**Selected excerpt:**
>>>>>

More and more research is showing the effects of stress on babies. Stress leads to a flood of chemicals on the brain. It cause actual physical changes. This stress response effectively turns on "survival mode" in the infant. By not allowing mom and baby to just relax and bond, all kinds of things are interfered with. Breastfeeding, recovery from birth, immune system, and all kinds of things we probably can't even fathom. Operating without anesthesia is certainly high on anyones list of "stressful." Would you have your genitals cut without anesthesia?
Another thing to consider with an elective surgery with a newborn is consent. Who owns that foreskin? Not mom and dad. Not the hospital. It belongs to him. You wouldn't chop off any other part of his body for aesthetic reasons (I hope).
If you or someone you know is expecting, or thinking of expecting. Here is a list of links to read up on circumcision. A lot of times I hear about couples where the mom is horrified by the idea of circ, and the dad thinks his son needs to have it done. So first up is a video of a circ. Make him watch it. Then he can decide. And read him my analogy of the nipple surgery.
The video from Intact. Please be aware that it is NOT work appropriate and should not be viewed by children. It is graphic--as it is surgery on a penis. And it may be just too much if you are sensitive. But it needs to be seen if you are going to make informed consent.
A cute article that puts a few things in perspective.
Organizations committed to educating the public about circ:
Stopcirc
NOCIRC
Mothers against Circ
CIRP
Intact
Circumstitions
Intactivist blog
Birightonwoman's thoughts on circumcision
Stories and quotes

5 comments:

Jenni said...

<<<<<

**Try it:** Write the next part of the blog post on circumcision, picking up after its final line. The data that comes next has nothing to do with the post on circumcision.

**Dataset content:**

>>>>>

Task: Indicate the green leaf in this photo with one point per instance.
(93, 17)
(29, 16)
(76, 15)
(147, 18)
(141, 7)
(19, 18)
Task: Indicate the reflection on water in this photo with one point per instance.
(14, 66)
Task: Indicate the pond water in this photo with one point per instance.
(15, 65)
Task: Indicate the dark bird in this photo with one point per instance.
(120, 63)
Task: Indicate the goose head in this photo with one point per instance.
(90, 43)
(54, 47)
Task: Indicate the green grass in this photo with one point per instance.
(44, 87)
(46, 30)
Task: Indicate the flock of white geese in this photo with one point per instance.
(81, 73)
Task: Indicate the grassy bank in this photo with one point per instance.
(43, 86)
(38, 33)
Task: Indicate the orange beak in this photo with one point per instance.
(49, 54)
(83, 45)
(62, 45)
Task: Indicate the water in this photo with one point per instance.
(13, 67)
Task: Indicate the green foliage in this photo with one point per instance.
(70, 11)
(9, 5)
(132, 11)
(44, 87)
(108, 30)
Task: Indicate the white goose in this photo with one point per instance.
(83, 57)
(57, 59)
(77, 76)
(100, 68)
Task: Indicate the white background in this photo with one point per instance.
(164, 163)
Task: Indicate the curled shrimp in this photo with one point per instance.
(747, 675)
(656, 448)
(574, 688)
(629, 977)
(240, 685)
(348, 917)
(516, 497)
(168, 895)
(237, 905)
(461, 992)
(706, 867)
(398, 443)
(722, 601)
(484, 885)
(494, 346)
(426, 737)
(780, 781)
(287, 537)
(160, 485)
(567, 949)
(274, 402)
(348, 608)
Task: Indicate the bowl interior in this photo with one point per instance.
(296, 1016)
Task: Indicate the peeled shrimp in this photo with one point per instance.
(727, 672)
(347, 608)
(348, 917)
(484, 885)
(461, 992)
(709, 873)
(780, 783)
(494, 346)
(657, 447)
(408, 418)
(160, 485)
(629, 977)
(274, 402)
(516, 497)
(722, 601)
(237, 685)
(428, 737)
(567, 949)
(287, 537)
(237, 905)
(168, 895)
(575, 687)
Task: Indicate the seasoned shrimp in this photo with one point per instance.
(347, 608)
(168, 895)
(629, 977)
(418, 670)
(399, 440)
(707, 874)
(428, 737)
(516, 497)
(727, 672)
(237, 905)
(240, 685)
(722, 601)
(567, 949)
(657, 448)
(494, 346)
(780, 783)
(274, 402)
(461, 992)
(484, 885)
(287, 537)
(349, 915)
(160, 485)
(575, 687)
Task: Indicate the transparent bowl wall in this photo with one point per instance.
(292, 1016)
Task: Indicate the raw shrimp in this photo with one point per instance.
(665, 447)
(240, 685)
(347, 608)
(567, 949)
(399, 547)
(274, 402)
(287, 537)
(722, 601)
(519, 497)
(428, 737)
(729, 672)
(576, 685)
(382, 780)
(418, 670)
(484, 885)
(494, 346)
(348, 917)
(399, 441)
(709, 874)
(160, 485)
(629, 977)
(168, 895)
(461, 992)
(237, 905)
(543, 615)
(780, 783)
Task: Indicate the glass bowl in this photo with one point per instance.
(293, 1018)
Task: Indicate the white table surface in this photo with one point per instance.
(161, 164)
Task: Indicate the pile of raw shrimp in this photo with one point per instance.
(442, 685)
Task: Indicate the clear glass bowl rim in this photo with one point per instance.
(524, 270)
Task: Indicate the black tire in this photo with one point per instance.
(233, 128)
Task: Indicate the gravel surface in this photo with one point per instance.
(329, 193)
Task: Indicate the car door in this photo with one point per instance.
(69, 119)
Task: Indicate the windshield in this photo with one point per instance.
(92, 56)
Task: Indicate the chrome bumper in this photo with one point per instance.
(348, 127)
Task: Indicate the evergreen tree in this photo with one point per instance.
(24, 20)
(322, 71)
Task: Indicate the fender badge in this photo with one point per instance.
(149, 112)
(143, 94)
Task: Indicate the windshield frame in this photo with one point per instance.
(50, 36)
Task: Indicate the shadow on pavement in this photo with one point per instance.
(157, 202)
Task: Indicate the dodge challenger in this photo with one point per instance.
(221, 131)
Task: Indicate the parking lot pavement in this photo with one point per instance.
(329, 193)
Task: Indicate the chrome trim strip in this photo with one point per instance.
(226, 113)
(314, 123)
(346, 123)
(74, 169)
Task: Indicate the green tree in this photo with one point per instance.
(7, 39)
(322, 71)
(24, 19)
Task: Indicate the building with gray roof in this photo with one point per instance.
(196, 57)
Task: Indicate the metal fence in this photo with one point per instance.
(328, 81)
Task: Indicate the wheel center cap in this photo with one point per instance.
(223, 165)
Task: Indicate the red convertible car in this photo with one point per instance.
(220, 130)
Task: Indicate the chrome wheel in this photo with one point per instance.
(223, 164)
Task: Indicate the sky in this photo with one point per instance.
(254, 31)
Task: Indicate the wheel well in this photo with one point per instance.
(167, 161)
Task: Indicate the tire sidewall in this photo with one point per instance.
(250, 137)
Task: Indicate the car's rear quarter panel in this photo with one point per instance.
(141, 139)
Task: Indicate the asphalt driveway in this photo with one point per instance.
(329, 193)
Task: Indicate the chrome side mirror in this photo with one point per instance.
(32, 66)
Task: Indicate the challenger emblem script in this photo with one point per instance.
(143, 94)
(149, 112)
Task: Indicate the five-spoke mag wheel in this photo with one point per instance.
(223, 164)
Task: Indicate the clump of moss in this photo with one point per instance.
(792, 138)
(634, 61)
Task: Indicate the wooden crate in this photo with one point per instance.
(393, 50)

<<<<<

**Answer section:**
I was kinda freaked out to make my first intactivst post, but I'm so glad I did!!! Even one person convinced is one (or two, or ten) babies spared!
I think their are two main methods on this issue--people who go at it emotinally (most folks) and the ones who approach it with logic. I had to do the logic route, because dh sees right through emotional arguments (ie, just because you have strong feelings doesn't make you right). I think both have their place, and you jus thave to know your audience.

MMMandM said...

we had m circ'd-- and I completely feel the same way that you do now.

I just wonder---- if this was the initial event that now makes him hysterical being around dr's or having something painful done to him? or was it when he had to have stitches in his knee when he was three? either way, he is 10 now, and he completely goes in another place (a hysterical place) whenever he is faced with something potentially painful.

so sad.

Elle R. said...

My first inkling that it might not be necessary was actually our dear family doctor saying as much. But I guess we figured we'd go with the status quo. It wasn't until I moved to Britain that I realized that, yes, the majority of the world gets along quite fine without this cultural quirk of a procedure. I completely regret it and it's frustrating that there's no way to unviolate J. I guess part of being a mother is knowing that some mistakes are written in indelible ink but it's possible to use that guilty energy to do something positive. Your post is doing just that, so thanks.

RasJane said...

Thanks for your kind comments. I was a little worried--but not too much. I am so sorry that I am not alone in this. How sad that there are so many parents with this sadness and guilt over something that could have been prevented with just more honesty from our dr's and family.
M, I wonder too. My M is terrified of being strapped down in any way. The first visit for cavities to the dentist was a nightmare.
And, I'm adding a link to Brightonwoman's posts on this topic.

Shallay said...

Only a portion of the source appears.